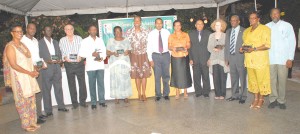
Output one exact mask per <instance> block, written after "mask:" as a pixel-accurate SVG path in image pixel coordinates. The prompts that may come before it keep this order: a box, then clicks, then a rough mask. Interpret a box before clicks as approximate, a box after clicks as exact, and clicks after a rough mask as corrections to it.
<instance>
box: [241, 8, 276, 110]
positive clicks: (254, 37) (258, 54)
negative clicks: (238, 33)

........

=== What to produce ===
Can you rewrite the rows above with every "clicks" changed to "points", keeping everything else the same and leaving out the pictures?

=== Solution ===
Output one exact mask per <instance> block, written after "mask:" as a pixel-accurate SVG path in image pixel coordinates. The prompts that may come before it keep this order: a box, then points, then a rough mask. Interpret a box before points as approximate, a box after points as exact, and points after a rough mask as corrections to it.
<instance>
box: [241, 8, 276, 110]
positive points: (254, 37) (258, 54)
negative points: (238, 33)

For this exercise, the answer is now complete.